How many lines in the records below contain the word "blue"? Reply with the number alone.

##### The input

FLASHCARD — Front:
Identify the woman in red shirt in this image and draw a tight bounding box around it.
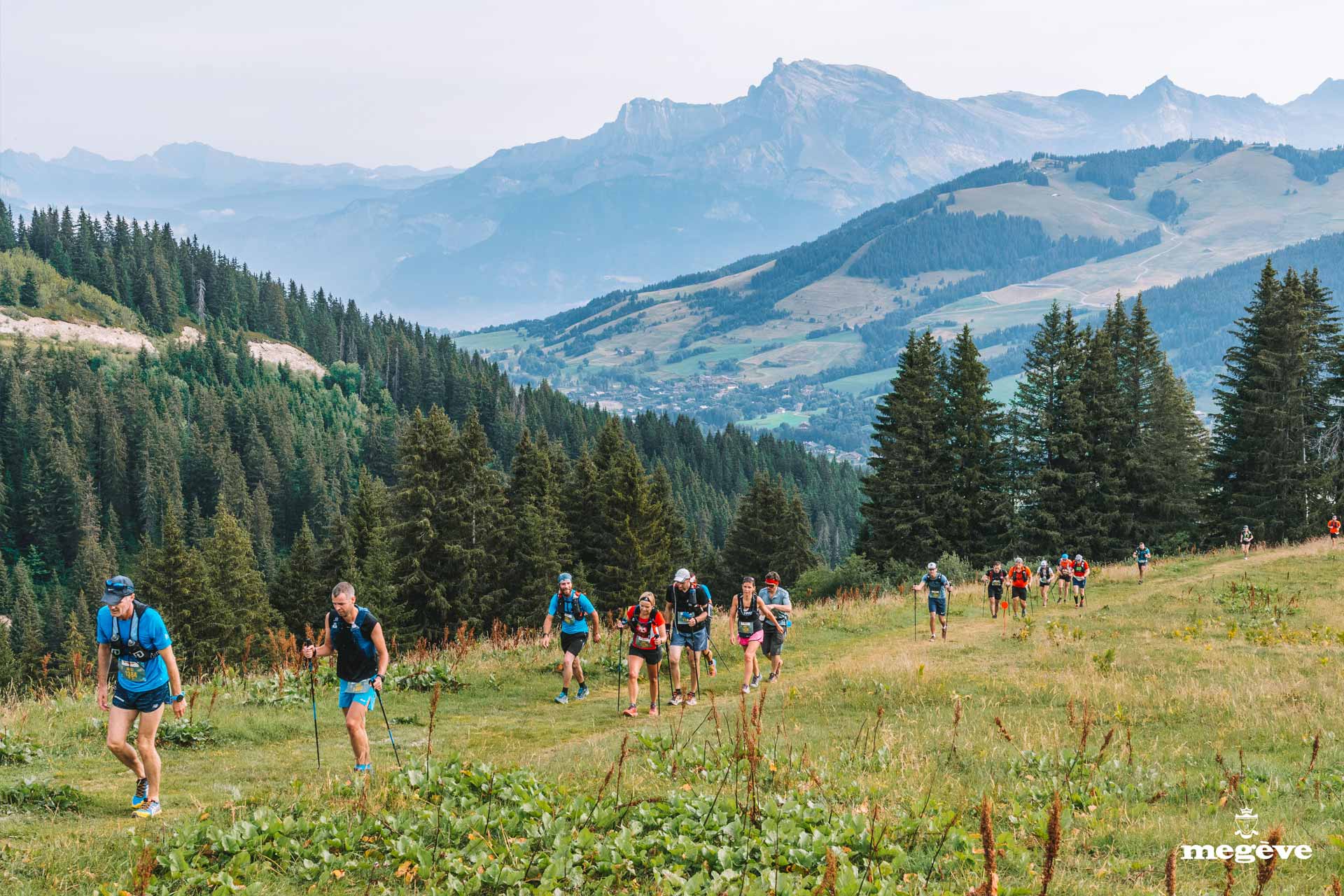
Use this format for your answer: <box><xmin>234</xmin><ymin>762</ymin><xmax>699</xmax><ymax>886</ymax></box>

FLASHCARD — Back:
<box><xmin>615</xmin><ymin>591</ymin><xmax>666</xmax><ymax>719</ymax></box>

##########
##### The input

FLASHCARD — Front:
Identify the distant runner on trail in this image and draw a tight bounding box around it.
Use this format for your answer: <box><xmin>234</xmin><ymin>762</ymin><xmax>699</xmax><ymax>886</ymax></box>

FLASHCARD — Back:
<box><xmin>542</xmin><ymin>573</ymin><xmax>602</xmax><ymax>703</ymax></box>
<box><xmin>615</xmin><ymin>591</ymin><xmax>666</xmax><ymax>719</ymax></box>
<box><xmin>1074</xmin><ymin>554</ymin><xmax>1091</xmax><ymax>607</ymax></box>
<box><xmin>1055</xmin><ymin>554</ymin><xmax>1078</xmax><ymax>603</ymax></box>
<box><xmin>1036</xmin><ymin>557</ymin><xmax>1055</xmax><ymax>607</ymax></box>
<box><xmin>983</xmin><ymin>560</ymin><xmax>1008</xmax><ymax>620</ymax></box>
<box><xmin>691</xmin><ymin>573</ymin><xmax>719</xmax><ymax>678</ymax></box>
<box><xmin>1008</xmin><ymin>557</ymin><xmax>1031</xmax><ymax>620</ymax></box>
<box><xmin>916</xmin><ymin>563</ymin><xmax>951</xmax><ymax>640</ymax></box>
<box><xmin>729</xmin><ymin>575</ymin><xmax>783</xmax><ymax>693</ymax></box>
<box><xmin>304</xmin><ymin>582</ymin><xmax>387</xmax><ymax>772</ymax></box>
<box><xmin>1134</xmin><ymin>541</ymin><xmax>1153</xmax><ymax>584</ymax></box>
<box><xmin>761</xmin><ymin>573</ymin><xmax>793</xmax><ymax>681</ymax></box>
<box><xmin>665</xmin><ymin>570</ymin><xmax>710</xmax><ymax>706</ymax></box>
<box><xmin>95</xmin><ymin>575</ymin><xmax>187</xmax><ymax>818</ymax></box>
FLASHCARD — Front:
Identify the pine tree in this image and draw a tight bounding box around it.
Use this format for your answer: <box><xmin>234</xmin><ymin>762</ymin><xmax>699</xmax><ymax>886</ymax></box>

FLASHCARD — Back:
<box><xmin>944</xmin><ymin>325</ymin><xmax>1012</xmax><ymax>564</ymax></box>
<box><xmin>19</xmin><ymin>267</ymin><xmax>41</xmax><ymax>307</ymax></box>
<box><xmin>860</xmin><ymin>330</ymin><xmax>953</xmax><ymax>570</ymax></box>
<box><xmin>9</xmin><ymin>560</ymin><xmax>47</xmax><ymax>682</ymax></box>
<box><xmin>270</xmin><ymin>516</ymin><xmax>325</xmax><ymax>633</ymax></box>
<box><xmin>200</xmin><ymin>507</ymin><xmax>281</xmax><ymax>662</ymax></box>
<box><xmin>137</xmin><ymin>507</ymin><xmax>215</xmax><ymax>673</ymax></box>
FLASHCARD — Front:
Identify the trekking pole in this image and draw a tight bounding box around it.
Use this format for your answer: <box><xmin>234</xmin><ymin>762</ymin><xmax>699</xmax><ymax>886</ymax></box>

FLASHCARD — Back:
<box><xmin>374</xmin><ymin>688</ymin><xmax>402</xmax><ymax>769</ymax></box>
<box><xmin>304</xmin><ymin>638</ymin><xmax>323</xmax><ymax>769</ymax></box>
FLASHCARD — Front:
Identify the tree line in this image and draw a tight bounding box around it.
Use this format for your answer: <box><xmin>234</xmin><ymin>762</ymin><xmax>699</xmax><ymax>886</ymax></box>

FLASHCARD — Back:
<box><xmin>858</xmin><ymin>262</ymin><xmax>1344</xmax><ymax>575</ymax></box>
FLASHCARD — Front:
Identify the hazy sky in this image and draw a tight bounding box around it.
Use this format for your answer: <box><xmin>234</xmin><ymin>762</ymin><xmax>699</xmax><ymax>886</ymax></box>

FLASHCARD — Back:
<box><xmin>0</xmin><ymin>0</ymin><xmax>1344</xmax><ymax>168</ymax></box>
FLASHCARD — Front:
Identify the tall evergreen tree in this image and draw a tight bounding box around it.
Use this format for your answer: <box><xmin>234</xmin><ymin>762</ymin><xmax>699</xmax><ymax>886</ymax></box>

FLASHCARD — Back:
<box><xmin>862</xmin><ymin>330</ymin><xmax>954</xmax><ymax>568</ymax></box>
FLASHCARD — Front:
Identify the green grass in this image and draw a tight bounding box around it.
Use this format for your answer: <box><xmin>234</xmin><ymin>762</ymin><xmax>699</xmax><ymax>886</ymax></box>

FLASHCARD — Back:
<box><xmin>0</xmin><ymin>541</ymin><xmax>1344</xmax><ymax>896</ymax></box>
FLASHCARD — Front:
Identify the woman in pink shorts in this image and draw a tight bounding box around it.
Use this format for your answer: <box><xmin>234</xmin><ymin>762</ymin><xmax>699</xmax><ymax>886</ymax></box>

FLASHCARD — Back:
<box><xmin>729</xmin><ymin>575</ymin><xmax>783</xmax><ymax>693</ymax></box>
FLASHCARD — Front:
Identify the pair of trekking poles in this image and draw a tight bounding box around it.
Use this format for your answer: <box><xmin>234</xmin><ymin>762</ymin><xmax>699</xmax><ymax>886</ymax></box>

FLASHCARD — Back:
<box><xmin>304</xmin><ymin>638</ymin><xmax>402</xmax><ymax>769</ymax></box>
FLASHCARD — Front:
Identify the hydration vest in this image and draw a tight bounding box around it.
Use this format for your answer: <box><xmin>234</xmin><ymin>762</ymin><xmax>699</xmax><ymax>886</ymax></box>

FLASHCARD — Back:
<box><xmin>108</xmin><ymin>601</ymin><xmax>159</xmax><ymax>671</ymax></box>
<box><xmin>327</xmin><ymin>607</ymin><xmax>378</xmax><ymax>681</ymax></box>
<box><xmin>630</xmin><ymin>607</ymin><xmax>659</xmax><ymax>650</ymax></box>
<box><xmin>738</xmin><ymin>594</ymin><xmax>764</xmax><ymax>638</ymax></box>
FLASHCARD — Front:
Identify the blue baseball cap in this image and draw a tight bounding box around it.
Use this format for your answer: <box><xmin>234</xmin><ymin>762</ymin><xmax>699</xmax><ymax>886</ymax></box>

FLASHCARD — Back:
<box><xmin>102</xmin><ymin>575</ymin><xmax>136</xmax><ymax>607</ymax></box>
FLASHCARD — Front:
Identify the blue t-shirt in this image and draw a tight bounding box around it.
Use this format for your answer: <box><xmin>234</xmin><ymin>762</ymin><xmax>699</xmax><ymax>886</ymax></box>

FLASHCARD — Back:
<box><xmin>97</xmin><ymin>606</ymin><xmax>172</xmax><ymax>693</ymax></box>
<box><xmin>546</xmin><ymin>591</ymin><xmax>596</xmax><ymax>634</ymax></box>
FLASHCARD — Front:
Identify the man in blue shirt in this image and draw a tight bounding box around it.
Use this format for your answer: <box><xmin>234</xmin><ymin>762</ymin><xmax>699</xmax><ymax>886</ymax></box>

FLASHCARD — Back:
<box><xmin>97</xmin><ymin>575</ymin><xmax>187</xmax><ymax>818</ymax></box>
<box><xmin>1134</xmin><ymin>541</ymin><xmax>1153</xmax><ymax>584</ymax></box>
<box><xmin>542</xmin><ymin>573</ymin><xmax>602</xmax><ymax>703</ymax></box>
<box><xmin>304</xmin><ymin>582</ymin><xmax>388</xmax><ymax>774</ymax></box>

##########

- **Final answer**
3